Things to do —
1) Transcribe the stretch of the passage on spiritual darkness and God's gift from "Note that I" through "joy and delight.".
2) Go on with the passage on spiritual darkness and God's gift from the point where it stops.

*** Supplied text

What I have found in a very real sense, just recently, is that that nothingness, that darkness, which I thought was the cause of the wounds that hurt me so badly, was only a state of being caused by a light so bright that it blinded me into darkness. In a sense, it is like spiritual death, an annihilation or disintegration of the self. If you are into scriptures, you will remember that the whole point of the Paschal Mystery of Christ is his death AND resurrection. There are tons of images supporting that: the wheat that falls into the ground and dies, but if it dies it bears fruit again; or to die is gain; or the prodigal son, etc. This dying and rising has nothing to do with immortality (at least for my purposes here), but it has everything to do with acquiring a spiritual perspective, because without facing the very real nothingness and death that we feel inside ourselves, as long as we keep running away from what is inside of us by jumping into the next relationship, by having affairs, by alcohol or drugs, by looking outside of us, by trying to control (even in subtle ways) our loved ones, we can NEVER be open to the gift of life.

Note that I say that it IS a gift. It is NOT something that we will, or that we achieve through our own effort. The only two volitional acts in this whole process is making the decision to face ourselves and being open to the gift. Everything else, even the suffering that comes from it, is a gift, as paradoxical as that may sound. The gift is from God. God challenges us through this whole process to let go of selfish relationships with others and with ourselves. This letting go, again, is very painful; it is a wound that takes time to heal. But God's love, which in a sense causes the wound, ultimately brings joy and delight.

And what is the gift? What I have found is that that gift is the mysterious realization that God makes us able to find in ourselves not just ourselves but God: and then our nothingness becomes God's all. Unfortunately, this whole transformation is not possible without the liberation that is caused by carrying in our own ways, our cross: in letting go of our false self, we die to ourselves in order that God can live in us. Once you receive that gift, EVERYTHING falls into place and you reach a steady and prolonged sense of internal peace, strength and tranquillity that is very hard to explain because it is not rational or intellectual and because it is so paradoxical. Quite honestly, it seems insane!

******
*** Raw data

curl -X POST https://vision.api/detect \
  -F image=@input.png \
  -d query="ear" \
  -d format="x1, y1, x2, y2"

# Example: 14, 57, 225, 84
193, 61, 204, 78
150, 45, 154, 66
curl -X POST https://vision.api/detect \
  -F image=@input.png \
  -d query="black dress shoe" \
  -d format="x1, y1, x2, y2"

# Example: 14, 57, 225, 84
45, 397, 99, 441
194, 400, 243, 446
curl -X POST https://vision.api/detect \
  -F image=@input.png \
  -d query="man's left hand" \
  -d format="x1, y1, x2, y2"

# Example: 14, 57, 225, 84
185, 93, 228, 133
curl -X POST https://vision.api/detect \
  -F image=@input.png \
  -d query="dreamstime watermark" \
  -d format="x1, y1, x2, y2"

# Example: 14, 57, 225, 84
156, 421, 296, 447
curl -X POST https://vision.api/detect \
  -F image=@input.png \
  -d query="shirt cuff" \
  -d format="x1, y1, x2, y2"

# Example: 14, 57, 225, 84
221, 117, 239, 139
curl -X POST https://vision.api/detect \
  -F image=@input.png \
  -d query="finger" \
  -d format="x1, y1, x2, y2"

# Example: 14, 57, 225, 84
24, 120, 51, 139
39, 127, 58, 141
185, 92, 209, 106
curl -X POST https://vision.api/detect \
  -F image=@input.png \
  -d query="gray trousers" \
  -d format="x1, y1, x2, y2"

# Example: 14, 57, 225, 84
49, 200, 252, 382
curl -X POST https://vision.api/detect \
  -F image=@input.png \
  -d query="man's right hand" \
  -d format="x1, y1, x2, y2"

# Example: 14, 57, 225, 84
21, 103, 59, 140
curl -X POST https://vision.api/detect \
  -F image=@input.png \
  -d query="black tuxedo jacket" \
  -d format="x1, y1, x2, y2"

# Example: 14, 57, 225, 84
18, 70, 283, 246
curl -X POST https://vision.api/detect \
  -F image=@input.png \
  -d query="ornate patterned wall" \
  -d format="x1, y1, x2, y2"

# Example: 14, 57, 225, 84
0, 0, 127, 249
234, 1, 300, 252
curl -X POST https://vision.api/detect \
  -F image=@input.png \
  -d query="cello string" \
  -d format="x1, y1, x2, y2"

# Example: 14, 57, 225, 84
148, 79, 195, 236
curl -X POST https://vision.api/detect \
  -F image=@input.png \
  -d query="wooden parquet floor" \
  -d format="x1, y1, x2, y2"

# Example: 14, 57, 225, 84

******

Results for the exercise —
1)
Note that I say that it IS a gift. It is NOT something that we will, or that we achieve through our own effort. The only two volitional acts in this whole process is making the decision to face ourselves and being open to the gift. Everything else, even the suffering that comes from it, is a gift, as paradoxical as that may sound. The gift is from God. God challenges us through this whole process to let go of selfish relationships with others and with ourselves. This letting go, again, is very painful; it is a wound that takes time to heal. But God's love, which in a sense causes the wound, ultimately brings joy and delight.

2)
Also note that I keep coming back to a Christ centered approach, and for very good reasons. Other spiritualities have much to offer and I would encourage you to read about them and take what you find useful to you from the, but in my case, I felt that Christian spirituality goes the extra step. I found that it is not enough to just sit there and enjoy the wonderment and awe at the insight gained, as in many eastern spiritualities. In fact, I felt compelled to avoid isolation, because this whole process made me fully aware of the mature love and compassion that brings us closer to one another. That love is really not our human volitional love. Somehow (I know I sound crazy again!) the transformation allows us to become one with God and actually then, we are able to love here and now through, with and by the love of God. We, in a sense, become like God.

Then it is so much easier to continue to embrace that road less travelled. Sure, there will be ups and downs, particularly once you first achieve that sense of peace. You'll think, where did all that go? But it is there, still, and once you have had it, you begin to recognize the ways in which you can connect with that inside of you which gives you the strength to continue, one day at a time, to grow and grow.

And every time happy and joyous things happen to me now, exterior or interior, big or little, I enjoy them and savor them in a much more profound way, because I can turn to my inside and in a sense share them with that which I could not share with before. And the enjoyment increases manifold.

I hesitate to share this stuff because it sounds so crazy, but I did want to do it because I want others to know that it is possible to achieve a sense of peace which I thought was completely impossible without attempting to control those around us. The way is the road less travelled that Bernd and Lynda write about. Lets just say that my way has lightened my load a bit.